[Stored items]
## START
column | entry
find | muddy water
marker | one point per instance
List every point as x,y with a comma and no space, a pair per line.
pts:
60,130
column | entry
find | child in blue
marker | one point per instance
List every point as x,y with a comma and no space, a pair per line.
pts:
## END
TASK: Copy out each of the entries above line for line, changing nothing.

TASK SOLUTION:
column | entry
find | muddy water
marker | one point per instance
List every point as x,y with a comma and no space, a pair per line.
pts:
60,130
column | entry
find | child in blue
marker | one point per instance
List every point as x,y with a comma and no space, a pair per line.
pts:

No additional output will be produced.